**PROBLEM SET:**
1. List every place name that appears in the news report about evacuation orders in Gaza.
2. From the news report about evacuation orders in Gaza, quote the part that opens with the words containing "CAIRO: The Israeli" and closes with "over the border.".

**TEXT PASSAGE:**
CAIRO: The Israeli military issued new evacuation orders to residents in areas of an eastern Gaza City suburb, setting off a new wave of displacement on Sunday, and a Gaza hospital director was injured in an Israeli drone attack, Palestinian medics said.
The new orders for the Shejaia suburb posted by the Israeli army spokesperson on X on Saturday night were blamed on Palestinian militants firing rockets from that heavily built-up district in the north of the Gaza Strip.
“For your safety, you must evacuate immediately to the south,” the military’s post said. The rocket volley on Saturday was claimed by Hamas’ armed wing, which said it had targeted an Israeli army base over the border.
Footage circulated on social and Palestinian media, which Reuters could not immediately verify, showed residents leaving Shejaia on donkey carts and rickshaws, with others, including children carrying backpacks, walking.

**STUDY MATERIAL:**
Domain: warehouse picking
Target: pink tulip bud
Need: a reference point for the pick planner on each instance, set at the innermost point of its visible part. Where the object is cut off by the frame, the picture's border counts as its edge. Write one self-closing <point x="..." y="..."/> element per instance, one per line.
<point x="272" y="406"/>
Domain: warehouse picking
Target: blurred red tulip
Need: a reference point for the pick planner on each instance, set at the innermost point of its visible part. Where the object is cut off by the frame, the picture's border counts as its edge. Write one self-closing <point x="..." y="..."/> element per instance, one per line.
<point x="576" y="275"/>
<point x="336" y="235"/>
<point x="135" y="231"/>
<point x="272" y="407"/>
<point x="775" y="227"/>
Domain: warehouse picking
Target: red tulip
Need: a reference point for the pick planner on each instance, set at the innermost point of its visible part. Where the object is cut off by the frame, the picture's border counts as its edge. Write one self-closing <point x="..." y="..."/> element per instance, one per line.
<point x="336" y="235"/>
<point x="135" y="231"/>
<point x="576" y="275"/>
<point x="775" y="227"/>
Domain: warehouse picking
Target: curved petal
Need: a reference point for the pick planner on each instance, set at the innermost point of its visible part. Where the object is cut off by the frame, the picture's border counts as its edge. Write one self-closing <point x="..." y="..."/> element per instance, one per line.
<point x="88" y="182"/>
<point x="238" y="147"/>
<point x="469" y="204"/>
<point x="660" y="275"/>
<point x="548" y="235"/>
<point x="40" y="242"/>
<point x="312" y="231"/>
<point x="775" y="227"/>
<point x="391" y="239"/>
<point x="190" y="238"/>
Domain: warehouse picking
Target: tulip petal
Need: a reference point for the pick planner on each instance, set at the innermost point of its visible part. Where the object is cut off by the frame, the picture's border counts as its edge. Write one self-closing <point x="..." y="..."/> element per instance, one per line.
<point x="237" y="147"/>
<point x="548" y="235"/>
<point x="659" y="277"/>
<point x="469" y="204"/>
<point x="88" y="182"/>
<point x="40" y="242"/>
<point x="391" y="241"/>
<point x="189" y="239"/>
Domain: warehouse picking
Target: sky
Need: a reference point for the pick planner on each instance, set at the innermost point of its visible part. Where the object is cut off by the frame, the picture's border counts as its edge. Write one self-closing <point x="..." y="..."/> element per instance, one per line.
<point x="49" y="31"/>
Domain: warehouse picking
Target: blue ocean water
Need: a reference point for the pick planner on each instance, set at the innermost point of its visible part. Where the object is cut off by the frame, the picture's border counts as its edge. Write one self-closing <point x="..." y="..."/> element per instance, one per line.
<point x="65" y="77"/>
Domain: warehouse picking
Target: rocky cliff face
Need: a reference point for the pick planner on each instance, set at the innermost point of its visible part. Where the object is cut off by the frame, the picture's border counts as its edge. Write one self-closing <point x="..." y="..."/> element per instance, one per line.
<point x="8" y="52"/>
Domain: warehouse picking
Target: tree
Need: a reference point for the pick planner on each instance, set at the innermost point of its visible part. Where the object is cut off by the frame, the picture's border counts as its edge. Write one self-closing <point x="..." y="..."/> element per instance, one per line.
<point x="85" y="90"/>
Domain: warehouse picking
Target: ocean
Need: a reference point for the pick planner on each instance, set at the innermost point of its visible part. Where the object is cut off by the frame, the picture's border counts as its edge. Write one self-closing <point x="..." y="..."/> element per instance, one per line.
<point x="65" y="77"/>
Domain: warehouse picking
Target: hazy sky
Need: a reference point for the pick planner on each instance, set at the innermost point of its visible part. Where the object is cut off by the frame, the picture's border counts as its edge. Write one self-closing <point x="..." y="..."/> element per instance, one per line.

**ANSWERS:**
1. Cairo, Gaza City, Shejaia, Gaza Strip

2.
CAIRO: The Israeli military issued new evacuation orders to residents in areas of an eastern Gaza City suburb, setting off a new wave of displacement on Sunday, and a Gaza hospital director was injured in an Israeli drone attack, Palestinian medics said.
The new orders for the Shejaia suburb posted by the Israeli army spokesperson on X on Saturday night were blamed on Palestinian militants firing rockets from that heavily built-up district in the north of the Gaza Strip.
“For your safety, you must evacuate immediately to the south,” the military’s post said. The rocket volley on Saturday was claimed by Hamas’ armed wing, which said it had targeted an Israeli army base over the border.